§ What is being asked
Starting with the line that contains "Target: bow sight", set down each line through the end of the entries below, exactly and with nothing added.

§ Data section
------------------------------

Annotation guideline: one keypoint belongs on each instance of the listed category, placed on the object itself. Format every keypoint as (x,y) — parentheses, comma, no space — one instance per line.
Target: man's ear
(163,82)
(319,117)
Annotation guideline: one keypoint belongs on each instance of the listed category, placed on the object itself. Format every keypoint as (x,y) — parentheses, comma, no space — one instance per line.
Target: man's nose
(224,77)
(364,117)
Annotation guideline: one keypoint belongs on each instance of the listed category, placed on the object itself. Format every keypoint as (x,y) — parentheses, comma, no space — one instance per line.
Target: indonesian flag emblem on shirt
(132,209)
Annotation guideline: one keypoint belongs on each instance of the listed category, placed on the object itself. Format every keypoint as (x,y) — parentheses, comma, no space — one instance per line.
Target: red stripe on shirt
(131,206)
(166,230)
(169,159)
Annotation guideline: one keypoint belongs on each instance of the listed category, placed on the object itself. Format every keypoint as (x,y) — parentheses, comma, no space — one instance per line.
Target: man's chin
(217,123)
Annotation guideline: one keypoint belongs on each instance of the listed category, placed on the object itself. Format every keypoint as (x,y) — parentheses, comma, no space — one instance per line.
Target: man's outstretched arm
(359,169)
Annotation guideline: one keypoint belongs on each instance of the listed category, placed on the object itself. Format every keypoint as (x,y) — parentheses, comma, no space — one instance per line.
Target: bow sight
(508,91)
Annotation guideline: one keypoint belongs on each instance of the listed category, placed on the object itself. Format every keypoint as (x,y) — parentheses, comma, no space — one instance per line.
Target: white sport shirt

------------------------------

§ Finished task
Target: bow sight
(508,91)
Annotation guideline: one keypoint belongs on each instance of the listed category, placed on the object itself. Format every keypoint as (x,y) — parentheses, comma, no space — one instance per line.
Target: white sport shirt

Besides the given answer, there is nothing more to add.